- _TAREAS A REALIZAR_:
1. En el texto sobre el pensamiento conceptual y la evolución, ¿qué se injerta sobre el acervo del genoma formado filogenéticamente?
2. Escribe la continuación del texto sobre el pensamiento conceptual y la evolución a partir de su última oración.

- _TEXTO PARA REVISAR_:
Incluso cuando es un solo individuo el que adquiere esa propiedad o facultad importante para la conservación de la vida, esta es un bien común de toda la población, y eso también produce la mencionada aceleración de la evolución histórica que aparece en el mundo con el pensamiento conceptual del hombre. Los fenómenos de adaptación que hasta entonces requerían épocas geológicas pueden ahora efectuarse en un breve período de tiempo y en unas cuantas generaciones. Por encima de la lenta y, en comparación con el nuevo proceso, casi imperceptible filogénesis se superpone a partir de ese momento la historia, y sobre el acervo del genoma formado filogenéticamente se injerta la cultura, adquirida históricamente y trasmitida por la tradición.

Así como el uso de las armas y las herramientas y el dominio del mundo que al hombre procuran, el tercero y hermosísimo don del pensamiento conceptual acarrea peligros. Todas las conquistas culturales del hombre tienen un defecto mayúsculo, y es que solamente se refieren a propiedades y funciones modificables individualmente, por el aprendizaje. Ahora bien: muchas pautas innatas propias de nuestra especie no son de ese tipo; el ritmo de su mutabilidad en la evolución específica sigue siendo el mismo que el de cualquier otro carácter corporal, el mismo de todo devenir antes de que hiciera su aparición el pensamiento conceptual.

(Datos de anclaje de objetos en lenguaje natural)
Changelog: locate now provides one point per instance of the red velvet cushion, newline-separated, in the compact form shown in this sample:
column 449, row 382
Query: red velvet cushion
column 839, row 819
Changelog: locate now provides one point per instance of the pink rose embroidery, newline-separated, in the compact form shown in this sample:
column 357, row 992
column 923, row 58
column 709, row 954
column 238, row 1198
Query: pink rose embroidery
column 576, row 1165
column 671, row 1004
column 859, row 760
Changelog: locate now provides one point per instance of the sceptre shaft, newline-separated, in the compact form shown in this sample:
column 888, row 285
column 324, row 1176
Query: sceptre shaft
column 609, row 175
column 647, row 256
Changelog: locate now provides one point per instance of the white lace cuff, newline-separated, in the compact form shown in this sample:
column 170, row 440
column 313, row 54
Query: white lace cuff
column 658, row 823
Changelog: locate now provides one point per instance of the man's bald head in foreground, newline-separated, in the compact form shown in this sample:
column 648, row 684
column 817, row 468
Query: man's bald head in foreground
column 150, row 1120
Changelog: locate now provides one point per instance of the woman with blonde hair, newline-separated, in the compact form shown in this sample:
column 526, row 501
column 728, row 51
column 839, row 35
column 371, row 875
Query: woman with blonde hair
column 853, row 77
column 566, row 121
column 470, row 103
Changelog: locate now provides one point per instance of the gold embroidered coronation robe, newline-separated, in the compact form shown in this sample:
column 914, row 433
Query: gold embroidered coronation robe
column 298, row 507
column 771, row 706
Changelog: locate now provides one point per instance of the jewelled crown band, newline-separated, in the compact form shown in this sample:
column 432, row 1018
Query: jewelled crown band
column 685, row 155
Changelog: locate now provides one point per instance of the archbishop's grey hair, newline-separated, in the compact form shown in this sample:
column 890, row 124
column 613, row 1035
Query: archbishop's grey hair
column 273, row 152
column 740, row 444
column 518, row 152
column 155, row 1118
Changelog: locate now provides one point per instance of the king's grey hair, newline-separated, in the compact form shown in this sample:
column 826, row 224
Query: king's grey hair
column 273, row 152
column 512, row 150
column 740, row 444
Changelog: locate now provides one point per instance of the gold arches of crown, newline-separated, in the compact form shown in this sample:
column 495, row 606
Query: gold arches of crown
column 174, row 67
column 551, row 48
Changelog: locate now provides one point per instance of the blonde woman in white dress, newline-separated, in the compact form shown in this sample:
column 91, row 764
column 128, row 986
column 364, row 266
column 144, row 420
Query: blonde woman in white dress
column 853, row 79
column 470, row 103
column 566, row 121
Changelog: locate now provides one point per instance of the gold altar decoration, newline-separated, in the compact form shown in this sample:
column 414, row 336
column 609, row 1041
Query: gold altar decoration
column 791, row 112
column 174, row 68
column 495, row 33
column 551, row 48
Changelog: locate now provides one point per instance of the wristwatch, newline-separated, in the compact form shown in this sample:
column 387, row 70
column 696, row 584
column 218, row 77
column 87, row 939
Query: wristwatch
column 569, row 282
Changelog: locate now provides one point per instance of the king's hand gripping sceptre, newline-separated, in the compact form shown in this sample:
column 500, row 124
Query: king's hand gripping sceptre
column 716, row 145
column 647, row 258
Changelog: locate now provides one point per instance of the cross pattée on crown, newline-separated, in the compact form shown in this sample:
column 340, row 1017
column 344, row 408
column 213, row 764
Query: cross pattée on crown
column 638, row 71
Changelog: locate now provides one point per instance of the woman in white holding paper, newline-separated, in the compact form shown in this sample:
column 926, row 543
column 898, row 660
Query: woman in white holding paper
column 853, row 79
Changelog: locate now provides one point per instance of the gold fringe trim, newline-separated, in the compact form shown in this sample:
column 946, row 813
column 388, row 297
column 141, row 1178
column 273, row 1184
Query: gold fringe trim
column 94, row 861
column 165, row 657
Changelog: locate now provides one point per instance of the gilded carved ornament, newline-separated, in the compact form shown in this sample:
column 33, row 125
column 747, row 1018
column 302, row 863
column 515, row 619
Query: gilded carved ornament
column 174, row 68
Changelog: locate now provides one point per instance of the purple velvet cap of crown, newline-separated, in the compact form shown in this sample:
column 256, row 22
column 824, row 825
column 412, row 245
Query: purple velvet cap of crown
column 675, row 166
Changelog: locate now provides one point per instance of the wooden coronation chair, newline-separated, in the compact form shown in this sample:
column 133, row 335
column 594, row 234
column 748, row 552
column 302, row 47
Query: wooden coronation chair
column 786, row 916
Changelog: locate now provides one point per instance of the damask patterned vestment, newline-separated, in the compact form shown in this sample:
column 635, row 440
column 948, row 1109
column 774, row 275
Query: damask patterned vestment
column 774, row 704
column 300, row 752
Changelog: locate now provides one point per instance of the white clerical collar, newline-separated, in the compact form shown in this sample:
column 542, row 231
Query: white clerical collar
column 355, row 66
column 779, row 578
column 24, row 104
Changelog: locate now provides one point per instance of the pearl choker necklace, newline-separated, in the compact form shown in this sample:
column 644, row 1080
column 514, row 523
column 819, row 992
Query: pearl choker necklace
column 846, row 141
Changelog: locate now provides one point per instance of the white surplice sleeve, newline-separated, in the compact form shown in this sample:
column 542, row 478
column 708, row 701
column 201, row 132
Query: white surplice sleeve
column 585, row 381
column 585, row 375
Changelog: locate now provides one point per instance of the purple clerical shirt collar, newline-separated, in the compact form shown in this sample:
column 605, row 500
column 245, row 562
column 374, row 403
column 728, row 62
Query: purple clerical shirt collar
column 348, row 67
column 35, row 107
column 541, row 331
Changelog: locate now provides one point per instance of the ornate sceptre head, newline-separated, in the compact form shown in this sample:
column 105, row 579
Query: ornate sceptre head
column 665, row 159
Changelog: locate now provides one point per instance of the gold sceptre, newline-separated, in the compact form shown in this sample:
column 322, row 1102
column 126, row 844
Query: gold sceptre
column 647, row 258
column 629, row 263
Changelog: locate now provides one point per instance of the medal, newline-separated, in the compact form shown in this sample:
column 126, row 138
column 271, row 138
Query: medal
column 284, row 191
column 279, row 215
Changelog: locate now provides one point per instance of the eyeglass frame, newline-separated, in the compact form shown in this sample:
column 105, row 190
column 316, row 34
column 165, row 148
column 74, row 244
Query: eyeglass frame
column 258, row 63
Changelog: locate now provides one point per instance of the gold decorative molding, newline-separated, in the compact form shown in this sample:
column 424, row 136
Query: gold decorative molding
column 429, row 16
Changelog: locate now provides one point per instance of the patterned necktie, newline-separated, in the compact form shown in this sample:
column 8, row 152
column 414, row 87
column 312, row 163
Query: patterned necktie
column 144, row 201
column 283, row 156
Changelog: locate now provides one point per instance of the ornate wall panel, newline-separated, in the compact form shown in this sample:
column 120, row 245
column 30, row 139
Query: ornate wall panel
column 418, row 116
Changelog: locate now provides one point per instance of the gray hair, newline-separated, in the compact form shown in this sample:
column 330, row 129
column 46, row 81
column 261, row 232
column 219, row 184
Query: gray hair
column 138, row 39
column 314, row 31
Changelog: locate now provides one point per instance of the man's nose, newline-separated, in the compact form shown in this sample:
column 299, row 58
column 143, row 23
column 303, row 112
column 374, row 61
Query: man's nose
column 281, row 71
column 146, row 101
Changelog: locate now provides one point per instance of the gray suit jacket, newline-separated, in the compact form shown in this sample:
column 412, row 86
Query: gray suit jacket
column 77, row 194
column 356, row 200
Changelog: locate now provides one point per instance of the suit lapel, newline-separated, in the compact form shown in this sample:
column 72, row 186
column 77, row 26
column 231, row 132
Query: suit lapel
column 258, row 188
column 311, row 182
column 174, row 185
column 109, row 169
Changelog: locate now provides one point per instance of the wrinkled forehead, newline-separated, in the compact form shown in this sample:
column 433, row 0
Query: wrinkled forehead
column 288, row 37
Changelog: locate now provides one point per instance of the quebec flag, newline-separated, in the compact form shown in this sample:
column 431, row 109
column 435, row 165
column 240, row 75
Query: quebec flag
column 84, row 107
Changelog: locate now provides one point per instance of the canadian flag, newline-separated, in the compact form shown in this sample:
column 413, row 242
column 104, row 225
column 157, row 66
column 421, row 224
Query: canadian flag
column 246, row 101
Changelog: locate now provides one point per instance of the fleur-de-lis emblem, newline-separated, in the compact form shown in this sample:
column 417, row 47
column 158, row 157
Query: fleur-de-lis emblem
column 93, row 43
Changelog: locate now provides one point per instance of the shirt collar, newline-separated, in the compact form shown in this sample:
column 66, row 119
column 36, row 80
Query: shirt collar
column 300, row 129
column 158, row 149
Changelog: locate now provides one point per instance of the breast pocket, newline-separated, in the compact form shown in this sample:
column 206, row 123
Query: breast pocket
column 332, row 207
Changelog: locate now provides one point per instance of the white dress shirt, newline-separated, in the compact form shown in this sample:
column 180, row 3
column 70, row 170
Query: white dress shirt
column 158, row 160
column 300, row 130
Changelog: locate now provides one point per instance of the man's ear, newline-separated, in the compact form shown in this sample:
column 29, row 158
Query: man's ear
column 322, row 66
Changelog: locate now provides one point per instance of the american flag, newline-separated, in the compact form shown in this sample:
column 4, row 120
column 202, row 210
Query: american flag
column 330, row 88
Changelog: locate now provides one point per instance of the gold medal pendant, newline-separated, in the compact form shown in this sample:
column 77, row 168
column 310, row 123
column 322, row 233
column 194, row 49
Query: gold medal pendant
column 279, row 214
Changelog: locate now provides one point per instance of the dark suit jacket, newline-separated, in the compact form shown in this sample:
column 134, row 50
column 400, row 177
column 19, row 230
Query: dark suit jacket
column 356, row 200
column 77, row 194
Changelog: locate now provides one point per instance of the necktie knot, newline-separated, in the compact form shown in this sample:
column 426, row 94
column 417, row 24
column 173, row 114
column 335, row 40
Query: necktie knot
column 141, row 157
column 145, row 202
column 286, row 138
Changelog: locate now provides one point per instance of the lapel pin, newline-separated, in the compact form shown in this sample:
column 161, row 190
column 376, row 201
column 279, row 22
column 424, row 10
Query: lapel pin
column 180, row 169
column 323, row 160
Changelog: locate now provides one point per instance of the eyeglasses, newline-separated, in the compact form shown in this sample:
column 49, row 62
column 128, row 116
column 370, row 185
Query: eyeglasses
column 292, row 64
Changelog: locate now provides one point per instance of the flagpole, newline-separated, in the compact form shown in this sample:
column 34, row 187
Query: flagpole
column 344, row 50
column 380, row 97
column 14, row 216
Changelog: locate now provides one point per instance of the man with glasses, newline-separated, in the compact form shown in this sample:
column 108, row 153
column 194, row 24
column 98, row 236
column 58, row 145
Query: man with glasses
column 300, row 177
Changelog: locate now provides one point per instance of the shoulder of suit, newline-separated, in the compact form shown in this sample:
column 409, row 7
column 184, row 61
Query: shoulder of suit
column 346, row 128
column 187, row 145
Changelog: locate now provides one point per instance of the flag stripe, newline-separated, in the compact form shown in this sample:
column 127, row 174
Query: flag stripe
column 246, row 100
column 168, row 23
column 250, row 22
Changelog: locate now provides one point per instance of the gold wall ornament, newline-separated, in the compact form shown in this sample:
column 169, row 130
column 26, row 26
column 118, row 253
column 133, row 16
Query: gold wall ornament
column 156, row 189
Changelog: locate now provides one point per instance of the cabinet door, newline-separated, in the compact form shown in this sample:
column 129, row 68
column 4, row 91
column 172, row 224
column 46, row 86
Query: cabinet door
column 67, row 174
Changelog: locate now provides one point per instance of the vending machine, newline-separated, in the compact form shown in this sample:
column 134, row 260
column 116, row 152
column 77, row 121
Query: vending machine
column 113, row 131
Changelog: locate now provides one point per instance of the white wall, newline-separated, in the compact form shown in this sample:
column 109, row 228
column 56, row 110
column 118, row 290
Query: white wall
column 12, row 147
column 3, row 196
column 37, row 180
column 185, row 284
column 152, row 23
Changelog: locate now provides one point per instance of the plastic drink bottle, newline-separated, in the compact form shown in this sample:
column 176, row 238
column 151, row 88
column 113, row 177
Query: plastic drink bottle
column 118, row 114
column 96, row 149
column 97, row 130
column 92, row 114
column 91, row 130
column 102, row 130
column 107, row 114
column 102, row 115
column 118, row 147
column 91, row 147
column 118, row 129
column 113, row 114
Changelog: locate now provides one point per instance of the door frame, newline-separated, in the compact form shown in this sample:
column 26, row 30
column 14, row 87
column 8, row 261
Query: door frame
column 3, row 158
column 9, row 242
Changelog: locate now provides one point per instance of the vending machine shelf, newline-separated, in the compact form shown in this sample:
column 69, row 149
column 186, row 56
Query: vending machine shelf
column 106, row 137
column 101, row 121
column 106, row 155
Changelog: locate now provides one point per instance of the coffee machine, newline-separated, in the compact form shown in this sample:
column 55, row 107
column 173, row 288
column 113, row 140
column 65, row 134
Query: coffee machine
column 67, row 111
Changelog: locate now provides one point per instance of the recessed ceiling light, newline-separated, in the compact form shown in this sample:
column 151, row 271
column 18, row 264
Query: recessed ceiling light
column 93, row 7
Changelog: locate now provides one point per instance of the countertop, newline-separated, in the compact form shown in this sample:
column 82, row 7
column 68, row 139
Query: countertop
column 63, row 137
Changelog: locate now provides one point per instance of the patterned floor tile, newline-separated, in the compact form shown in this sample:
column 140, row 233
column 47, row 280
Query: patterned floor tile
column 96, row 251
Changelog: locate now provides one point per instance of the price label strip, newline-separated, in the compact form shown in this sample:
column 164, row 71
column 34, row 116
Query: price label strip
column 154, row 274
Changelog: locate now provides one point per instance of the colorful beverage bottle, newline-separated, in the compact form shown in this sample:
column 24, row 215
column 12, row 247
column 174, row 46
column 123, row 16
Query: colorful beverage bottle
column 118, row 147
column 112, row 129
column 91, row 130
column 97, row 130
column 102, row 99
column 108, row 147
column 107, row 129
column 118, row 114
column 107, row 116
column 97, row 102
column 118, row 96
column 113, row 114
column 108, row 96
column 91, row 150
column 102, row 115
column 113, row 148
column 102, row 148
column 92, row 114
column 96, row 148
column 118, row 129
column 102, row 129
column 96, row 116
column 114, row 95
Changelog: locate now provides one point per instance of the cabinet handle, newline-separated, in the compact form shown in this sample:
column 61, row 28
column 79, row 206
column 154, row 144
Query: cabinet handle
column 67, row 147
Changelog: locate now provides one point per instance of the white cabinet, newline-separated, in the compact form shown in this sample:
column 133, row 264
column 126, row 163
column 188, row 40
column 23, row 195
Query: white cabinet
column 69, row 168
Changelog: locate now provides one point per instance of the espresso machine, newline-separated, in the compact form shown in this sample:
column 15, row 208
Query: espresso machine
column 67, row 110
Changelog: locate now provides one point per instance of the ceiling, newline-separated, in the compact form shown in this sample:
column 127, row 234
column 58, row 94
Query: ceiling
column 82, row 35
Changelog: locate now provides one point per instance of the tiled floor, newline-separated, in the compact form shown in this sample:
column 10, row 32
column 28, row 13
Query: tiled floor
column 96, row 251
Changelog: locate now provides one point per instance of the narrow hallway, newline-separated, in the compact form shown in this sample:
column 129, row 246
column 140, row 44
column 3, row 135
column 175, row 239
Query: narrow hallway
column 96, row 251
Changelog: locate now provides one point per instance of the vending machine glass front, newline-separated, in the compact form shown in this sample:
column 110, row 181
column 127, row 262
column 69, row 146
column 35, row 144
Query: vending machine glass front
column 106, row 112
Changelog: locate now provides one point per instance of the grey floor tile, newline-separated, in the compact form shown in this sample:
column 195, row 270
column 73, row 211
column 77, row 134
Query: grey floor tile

- _RESPUESTAS_:
1. La cultura, adquirida históricamente y trasmitida por la tradición.

2.
El comportamiento agresivo y la inhibición que impide matar no representan más que un caso particular entre tantos otros en que la rápida transformación de la ecología y la sociología humanas por el desarrollo cultural desequilibran mecanismos de comportamiento otrora filogenéticamente adaptados. Para explicar la función de la moral, que consiste en restablecer un equilibrio aceptable entre los instintos del hombre y las necesidades de un orden social que la cultura hizo evolucionar digamos primero unas palabras de los instintos sociales en general. Es opinión muy común, y la comparten algunos filósofos contemporáneos que todas las formas de comportamiento humano que sirven para el beneficio de la comunidad y no para el individual, están dictadas por un pensamiento racional, específicamente humano. Y no solamente esta opinión es falsa, sino que sucede exactamente lo contrario. Si el hombre no tuviera tan abundante dotación de instintos sociales, jamás hubiera podido elevarse por encima del mundo animal. Todas las facultades específicamente humanas, como el don del habla, la tradición, la responsabilidad moral, no han podido desarrollarse sino en un ser vivo y en sociedades bien organizadas, antes de los albores del pensamiento conceptual. Nuestro antepasado prehumano era ciertamente para su amigo tan leal como un chimpancé y aun un perro lo son para los suyos, era tierno con los pequeñuelos y les prodigaba cuidados; defendía su comunidad con peligro de su vida. Todo esto millones de años antes de que tuviera un pensamiento conceptual y pudiera darse cuenta de lo que hacia.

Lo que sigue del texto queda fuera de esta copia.